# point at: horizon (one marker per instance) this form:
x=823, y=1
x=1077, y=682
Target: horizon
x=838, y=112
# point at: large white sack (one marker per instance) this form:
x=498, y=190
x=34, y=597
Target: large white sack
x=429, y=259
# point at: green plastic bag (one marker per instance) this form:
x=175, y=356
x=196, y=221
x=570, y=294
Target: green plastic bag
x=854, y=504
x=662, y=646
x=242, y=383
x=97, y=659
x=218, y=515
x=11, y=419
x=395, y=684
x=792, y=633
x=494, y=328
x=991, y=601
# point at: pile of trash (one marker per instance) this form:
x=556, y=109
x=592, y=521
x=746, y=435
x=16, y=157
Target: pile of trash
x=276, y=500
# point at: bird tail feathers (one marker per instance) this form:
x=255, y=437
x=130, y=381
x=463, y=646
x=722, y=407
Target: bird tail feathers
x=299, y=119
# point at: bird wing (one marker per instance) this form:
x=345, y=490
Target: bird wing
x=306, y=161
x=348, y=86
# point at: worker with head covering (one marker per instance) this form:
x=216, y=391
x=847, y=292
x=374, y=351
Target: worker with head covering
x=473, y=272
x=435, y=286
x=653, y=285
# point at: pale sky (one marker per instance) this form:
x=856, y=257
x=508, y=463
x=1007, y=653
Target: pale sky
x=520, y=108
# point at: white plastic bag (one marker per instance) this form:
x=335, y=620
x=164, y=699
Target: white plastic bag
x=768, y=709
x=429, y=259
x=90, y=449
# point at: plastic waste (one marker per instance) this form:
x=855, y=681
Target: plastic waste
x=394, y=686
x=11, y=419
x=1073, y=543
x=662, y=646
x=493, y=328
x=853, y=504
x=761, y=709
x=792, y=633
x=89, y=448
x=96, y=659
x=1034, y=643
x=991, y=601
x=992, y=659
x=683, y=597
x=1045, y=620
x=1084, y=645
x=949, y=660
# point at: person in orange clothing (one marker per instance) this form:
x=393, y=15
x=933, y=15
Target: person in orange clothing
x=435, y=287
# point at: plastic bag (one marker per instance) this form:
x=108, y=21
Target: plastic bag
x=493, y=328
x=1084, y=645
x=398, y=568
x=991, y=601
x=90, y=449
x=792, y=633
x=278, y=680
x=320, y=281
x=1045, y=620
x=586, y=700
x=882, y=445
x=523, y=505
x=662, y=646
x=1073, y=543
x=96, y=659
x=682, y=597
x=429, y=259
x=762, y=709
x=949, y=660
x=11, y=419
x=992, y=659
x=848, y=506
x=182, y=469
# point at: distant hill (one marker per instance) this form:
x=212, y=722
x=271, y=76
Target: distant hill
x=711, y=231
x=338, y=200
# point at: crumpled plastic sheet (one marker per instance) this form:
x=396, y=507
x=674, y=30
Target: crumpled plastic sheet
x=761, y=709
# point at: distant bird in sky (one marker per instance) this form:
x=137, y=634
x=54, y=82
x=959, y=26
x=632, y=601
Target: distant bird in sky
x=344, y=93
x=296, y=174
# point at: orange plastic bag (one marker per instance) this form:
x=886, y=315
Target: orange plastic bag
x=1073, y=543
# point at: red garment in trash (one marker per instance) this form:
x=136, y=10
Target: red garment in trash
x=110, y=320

▶ [GOAL OF THE EXERCISE]: Reproduce, word for word, every line starting at the line that contains "x=632, y=601" and ending with the final line of the entries.

▶ [RESULT OF THIS EXERCISE]:
x=632, y=601
Target: distant bird in sky
x=344, y=93
x=296, y=174
# point at: orange plastic bag (one marker per instance) this form:
x=886, y=315
Target: orange plastic bag
x=1073, y=543
# point at: red garment in trash (one marker per instance) this form:
x=136, y=10
Target: red garment in trash
x=110, y=320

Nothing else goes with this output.